*Set problem*. Repeat the listing in full, word for word.

*Records shown*.
---------------
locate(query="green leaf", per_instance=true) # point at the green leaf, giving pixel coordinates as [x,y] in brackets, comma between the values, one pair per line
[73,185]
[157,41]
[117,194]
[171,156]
---------------
*Solution*.
locate(query="green leaf", per_instance=true) # point at the green leaf, giving pixel coordinates as [x,y] in brackets, comma between the values, one pair per line
[73,185]
[157,41]
[117,194]
[171,156]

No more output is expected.